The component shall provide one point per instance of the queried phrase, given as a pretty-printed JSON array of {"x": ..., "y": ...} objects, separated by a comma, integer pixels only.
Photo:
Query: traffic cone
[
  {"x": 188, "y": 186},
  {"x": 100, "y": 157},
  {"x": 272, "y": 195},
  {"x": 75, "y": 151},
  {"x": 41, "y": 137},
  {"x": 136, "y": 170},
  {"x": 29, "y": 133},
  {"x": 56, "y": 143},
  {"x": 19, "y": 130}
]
_ _ _ _ _
_Set problem_. Convert the records above into a JSON list of strings, with one string for each line and any blank lines left out.

_Answer below_.
[
  "The component shall provide one point per instance of the queried phrase, given as a pretty-printed JSON array of {\"x\": ..., \"y\": ...} objects, separated by a comma, integer pixels only.",
  "Photo:",
  "Query: traffic cone",
  "[",
  "  {\"x\": 188, \"y\": 186},",
  "  {\"x\": 100, \"y\": 157},",
  "  {\"x\": 272, \"y\": 195},",
  "  {\"x\": 75, \"y\": 151},",
  "  {\"x\": 41, \"y\": 137},",
  "  {\"x\": 136, \"y\": 170},",
  "  {\"x\": 29, \"y\": 133},",
  "  {\"x\": 56, \"y\": 143},",
  "  {\"x\": 19, \"y\": 130}",
  "]"
]